Problem statement: Going down the data below, set down exactly the line with "Query: church" and each line after it through the line with "Query: dormer window"; no other lines.

Input records:
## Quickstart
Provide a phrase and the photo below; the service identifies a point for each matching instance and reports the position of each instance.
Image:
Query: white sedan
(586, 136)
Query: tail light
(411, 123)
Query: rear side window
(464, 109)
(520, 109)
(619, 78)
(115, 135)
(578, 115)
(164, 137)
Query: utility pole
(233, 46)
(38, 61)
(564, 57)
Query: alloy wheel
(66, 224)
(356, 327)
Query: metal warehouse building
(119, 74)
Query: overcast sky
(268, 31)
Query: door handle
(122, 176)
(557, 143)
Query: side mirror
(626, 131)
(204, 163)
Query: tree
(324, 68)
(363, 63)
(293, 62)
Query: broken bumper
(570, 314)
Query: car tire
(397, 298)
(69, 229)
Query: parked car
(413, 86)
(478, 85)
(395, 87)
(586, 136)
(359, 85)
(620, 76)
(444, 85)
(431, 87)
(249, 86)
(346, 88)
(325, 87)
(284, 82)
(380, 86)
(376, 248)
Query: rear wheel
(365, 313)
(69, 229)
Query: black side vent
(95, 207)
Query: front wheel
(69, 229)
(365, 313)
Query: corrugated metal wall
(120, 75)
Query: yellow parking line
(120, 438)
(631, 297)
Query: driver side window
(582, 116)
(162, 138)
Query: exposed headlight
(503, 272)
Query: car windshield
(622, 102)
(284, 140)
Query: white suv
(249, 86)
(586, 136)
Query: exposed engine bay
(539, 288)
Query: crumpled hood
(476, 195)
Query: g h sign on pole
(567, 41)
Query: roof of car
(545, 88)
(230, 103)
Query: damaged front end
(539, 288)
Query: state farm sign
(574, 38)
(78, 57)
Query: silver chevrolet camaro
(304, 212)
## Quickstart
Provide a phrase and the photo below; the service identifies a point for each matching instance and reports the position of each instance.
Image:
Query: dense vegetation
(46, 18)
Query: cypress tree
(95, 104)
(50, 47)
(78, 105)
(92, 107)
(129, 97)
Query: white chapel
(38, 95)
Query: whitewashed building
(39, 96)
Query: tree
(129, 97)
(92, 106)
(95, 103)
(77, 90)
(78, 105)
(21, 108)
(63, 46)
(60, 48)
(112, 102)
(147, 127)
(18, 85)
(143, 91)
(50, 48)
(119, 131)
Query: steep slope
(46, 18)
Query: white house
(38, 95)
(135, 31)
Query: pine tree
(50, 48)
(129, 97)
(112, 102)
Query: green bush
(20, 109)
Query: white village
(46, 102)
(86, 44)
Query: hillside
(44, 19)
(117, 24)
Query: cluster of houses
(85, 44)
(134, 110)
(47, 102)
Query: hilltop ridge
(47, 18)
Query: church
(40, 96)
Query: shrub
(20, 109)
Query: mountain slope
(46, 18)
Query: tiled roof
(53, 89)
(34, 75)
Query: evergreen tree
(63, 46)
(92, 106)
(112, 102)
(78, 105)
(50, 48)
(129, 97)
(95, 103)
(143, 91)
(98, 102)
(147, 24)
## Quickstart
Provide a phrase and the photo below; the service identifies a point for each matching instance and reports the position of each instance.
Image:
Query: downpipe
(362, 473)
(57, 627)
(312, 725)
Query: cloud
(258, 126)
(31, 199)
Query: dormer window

--

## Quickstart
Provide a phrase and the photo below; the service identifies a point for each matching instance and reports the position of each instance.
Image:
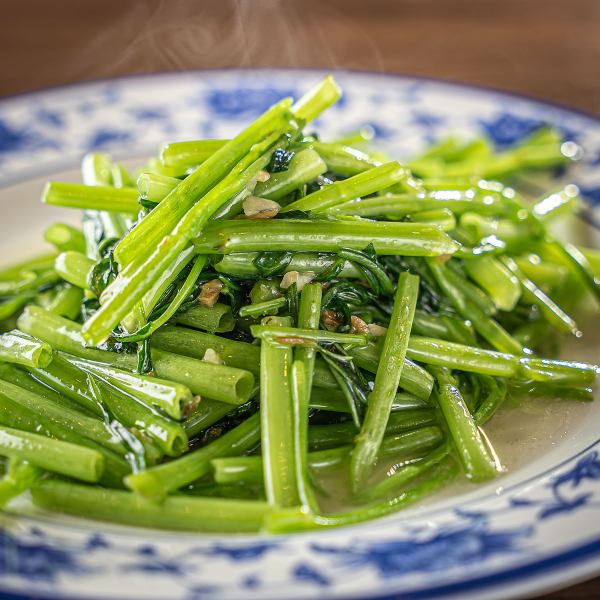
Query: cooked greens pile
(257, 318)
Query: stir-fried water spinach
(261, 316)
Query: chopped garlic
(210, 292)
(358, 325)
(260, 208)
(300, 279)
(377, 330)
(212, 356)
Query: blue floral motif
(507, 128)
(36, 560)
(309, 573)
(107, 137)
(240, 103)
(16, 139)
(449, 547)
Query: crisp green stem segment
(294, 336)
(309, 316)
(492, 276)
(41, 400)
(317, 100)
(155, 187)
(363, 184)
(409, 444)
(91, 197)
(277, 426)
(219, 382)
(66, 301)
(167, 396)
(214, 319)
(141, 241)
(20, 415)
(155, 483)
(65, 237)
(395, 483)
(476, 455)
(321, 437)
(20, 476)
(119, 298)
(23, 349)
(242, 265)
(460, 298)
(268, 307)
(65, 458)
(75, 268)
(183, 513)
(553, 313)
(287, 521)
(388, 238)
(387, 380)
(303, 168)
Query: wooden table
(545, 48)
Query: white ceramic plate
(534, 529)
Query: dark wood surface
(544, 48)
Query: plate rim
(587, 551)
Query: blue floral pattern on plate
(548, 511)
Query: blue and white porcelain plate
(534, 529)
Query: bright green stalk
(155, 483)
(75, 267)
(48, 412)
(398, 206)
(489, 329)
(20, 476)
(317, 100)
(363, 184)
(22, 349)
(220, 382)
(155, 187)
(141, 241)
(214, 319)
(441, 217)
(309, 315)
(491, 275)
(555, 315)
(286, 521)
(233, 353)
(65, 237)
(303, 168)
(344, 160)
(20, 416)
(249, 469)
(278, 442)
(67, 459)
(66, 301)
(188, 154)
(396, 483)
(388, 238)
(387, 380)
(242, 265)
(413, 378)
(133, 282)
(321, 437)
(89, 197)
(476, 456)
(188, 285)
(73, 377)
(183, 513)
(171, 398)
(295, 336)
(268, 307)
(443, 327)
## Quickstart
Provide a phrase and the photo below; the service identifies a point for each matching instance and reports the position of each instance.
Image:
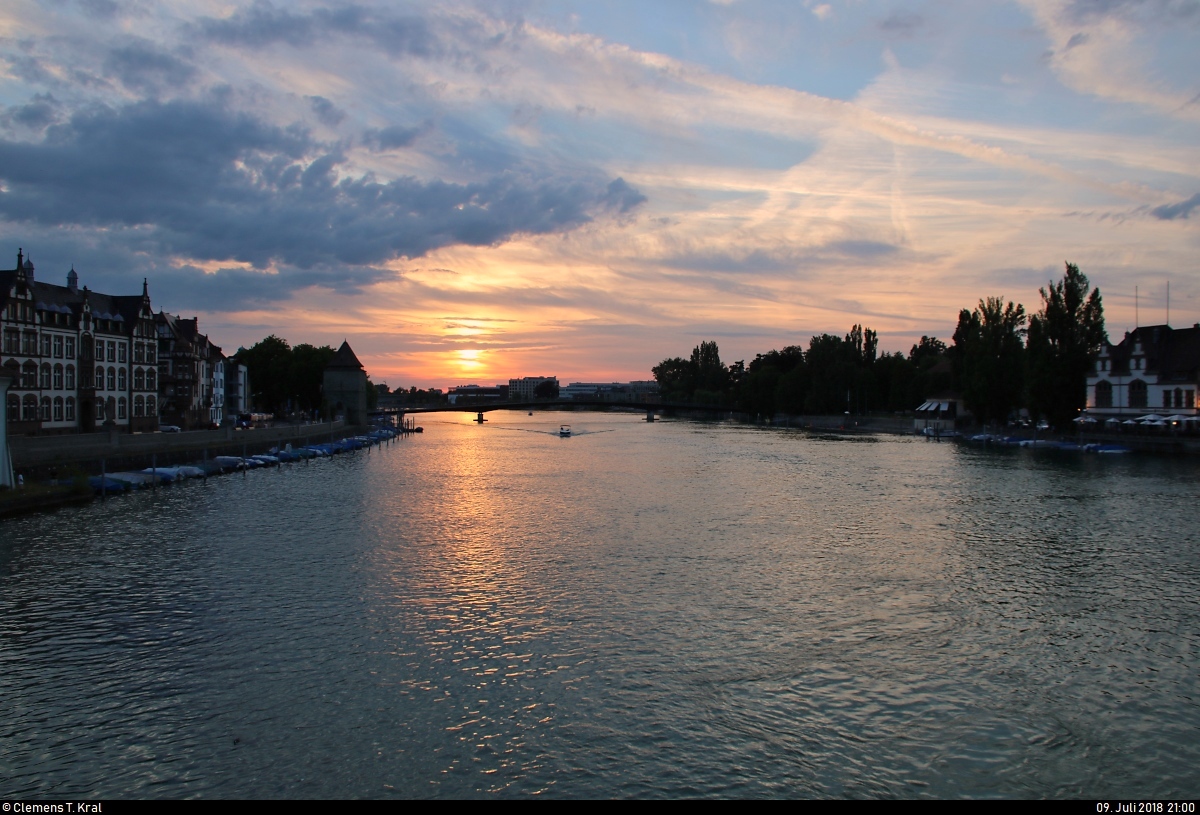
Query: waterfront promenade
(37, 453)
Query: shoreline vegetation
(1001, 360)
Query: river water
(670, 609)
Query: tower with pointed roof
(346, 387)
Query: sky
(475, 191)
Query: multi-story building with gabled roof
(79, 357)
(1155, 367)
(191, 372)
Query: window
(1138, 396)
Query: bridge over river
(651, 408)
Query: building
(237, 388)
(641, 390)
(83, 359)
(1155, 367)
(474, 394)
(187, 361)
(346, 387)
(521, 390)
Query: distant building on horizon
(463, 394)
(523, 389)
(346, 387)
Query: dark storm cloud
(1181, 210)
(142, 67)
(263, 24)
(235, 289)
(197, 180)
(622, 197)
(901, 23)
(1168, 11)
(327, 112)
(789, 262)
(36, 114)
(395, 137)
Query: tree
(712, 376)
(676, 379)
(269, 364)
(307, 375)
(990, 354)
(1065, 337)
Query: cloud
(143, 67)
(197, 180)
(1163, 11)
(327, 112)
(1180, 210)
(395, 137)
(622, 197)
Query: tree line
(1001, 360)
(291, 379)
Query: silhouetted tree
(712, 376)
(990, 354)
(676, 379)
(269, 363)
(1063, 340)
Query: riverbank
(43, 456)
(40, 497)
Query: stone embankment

...

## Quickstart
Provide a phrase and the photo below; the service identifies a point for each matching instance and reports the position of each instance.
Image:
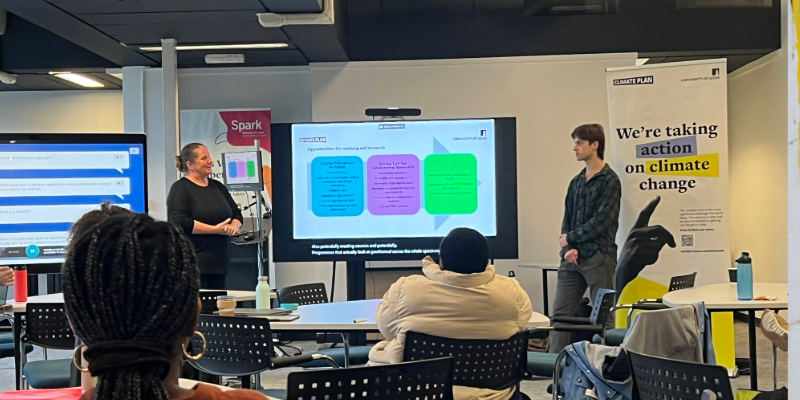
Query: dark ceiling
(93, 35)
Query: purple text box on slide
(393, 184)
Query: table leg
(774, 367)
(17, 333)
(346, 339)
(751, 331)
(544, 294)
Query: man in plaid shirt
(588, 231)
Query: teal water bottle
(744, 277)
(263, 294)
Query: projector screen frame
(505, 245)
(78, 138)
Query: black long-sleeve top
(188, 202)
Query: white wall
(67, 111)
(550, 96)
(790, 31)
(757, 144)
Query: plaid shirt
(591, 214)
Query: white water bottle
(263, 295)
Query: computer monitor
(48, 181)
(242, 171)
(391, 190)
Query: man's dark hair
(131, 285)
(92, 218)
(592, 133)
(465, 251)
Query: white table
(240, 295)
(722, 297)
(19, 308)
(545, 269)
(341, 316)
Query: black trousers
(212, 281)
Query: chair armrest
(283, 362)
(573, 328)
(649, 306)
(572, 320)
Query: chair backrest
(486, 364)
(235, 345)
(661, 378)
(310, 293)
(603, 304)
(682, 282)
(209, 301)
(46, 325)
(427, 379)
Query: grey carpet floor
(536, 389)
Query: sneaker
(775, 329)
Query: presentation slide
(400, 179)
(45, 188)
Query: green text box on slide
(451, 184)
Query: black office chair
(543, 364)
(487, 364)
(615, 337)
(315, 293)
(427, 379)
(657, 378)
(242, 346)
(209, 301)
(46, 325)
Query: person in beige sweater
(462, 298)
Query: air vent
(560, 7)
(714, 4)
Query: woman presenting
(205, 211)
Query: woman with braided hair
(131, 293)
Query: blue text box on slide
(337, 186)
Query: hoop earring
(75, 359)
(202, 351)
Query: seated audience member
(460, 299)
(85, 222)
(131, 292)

Answer section:
Query: church
(40, 96)
Query: shrub
(20, 109)
Query: mountain slope
(46, 18)
Query: tiled roof
(53, 89)
(34, 75)
Query: evergreen tree
(63, 46)
(92, 106)
(112, 102)
(78, 105)
(50, 48)
(129, 97)
(95, 103)
(143, 91)
(98, 102)
(147, 24)
## Quickstart
Provide a phrase and the photo below; the service identifies a point for each matching instance and reports the position of each instance.
Image:
Query: downpipe
(362, 473)
(57, 627)
(312, 725)
Query: cloud
(258, 126)
(31, 199)
Query: dormer window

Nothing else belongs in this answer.